+++ EXERCISE MATERIALS +++
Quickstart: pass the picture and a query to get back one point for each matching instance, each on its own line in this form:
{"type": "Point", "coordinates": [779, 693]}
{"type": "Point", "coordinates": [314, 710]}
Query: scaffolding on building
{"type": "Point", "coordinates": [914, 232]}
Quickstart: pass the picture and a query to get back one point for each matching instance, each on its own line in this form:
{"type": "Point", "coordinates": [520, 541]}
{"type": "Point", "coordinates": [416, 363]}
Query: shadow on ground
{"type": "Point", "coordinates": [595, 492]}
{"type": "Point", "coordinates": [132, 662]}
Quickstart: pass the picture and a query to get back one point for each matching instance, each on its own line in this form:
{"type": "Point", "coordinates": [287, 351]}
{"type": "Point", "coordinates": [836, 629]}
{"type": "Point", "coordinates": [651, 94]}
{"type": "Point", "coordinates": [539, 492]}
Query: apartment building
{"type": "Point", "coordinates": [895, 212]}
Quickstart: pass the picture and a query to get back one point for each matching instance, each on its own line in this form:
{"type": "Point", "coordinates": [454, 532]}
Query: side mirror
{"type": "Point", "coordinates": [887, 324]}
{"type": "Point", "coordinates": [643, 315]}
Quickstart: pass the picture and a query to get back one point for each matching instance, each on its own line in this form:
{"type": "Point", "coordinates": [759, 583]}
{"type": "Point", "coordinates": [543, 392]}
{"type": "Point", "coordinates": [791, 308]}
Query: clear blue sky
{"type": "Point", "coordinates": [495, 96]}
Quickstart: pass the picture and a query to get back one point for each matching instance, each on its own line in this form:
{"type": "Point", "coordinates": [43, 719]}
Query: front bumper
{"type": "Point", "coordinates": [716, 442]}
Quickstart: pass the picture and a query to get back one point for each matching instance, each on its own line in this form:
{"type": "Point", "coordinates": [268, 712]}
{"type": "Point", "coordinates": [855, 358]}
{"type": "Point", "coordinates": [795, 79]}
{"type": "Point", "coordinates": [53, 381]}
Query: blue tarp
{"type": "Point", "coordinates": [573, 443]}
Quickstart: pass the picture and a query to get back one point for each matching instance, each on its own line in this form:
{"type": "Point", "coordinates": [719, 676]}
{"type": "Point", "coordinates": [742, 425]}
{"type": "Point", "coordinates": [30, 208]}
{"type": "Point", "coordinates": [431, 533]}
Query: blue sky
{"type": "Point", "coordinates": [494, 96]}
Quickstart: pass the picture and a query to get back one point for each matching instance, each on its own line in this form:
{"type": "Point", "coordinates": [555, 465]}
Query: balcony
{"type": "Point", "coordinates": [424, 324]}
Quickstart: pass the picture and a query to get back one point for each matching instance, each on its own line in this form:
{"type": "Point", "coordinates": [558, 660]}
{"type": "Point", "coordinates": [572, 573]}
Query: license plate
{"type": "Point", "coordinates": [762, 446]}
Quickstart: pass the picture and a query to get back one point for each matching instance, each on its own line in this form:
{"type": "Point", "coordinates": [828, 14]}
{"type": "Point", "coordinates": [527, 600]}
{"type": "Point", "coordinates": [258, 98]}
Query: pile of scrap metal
+++
PROBLEM DESCRIPTION: Could you write out all the entries word for word?

SOLVED EXERCISE:
Quickstart: pass the picture and a query to get back one point for each matching instance, each on its own line in this form:
{"type": "Point", "coordinates": [779, 693]}
{"type": "Point", "coordinates": [314, 710]}
Query: scaffolding on building
{"type": "Point", "coordinates": [914, 232]}
Quickstart: pass the picture and a query to get back one point for each matching instance, each on its own line in this form:
{"type": "Point", "coordinates": [520, 541]}
{"type": "Point", "coordinates": [416, 363]}
Query: shadow on ground
{"type": "Point", "coordinates": [595, 492]}
{"type": "Point", "coordinates": [132, 662]}
Quickstart: pass the picture and a query to get back one point for each matching instance, each on its own line in this form:
{"type": "Point", "coordinates": [287, 351]}
{"type": "Point", "coordinates": [836, 629]}
{"type": "Point", "coordinates": [651, 94]}
{"type": "Point", "coordinates": [539, 492]}
Query: apartment building
{"type": "Point", "coordinates": [895, 212]}
Quickstart: pass the picture and a query to get back one point for each matching instance, each on its own line in this form:
{"type": "Point", "coordinates": [454, 532]}
Query: side mirror
{"type": "Point", "coordinates": [887, 324]}
{"type": "Point", "coordinates": [643, 315]}
Quickstart: pass the picture and a query to get back one point for each matching instance, each on its own line in this form:
{"type": "Point", "coordinates": [759, 583]}
{"type": "Point", "coordinates": [543, 392]}
{"type": "Point", "coordinates": [791, 308]}
Query: clear blue sky
{"type": "Point", "coordinates": [495, 96]}
Quickstart: pass the picture and a query to get back one point for each matching instance, each on its own line in this form:
{"type": "Point", "coordinates": [43, 719]}
Query: front bumper
{"type": "Point", "coordinates": [716, 442]}
Quickstart: pass the picture and a query to get back one point for each matching instance, each on its own line in this form:
{"type": "Point", "coordinates": [268, 712]}
{"type": "Point", "coordinates": [855, 358]}
{"type": "Point", "coordinates": [795, 79]}
{"type": "Point", "coordinates": [53, 381]}
Query: blue tarp
{"type": "Point", "coordinates": [573, 443]}
Quickstart: pass the picture and a query to get back one point for each matching instance, each on its own line in this form:
{"type": "Point", "coordinates": [719, 676]}
{"type": "Point", "coordinates": [742, 425]}
{"type": "Point", "coordinates": [30, 208]}
{"type": "Point", "coordinates": [431, 533]}
Query: blue sky
{"type": "Point", "coordinates": [494, 96]}
Quickstart: pass the picture and a query to get back one point for each matching instance, each on its own line in this form:
{"type": "Point", "coordinates": [555, 465]}
Query: balcony
{"type": "Point", "coordinates": [424, 324]}
Quickstart: pass the picture and a query to get back one point for each matching instance, each on its own line in this form:
{"type": "Point", "coordinates": [558, 660]}
{"type": "Point", "coordinates": [572, 573]}
Query: license plate
{"type": "Point", "coordinates": [762, 446]}
Quickstart: pass the picture and a query to get back one point for each matching instance, each on its own line in this form:
{"type": "Point", "coordinates": [828, 14]}
{"type": "Point", "coordinates": [527, 600]}
{"type": "Point", "coordinates": [258, 98]}
Query: pile of scrap metal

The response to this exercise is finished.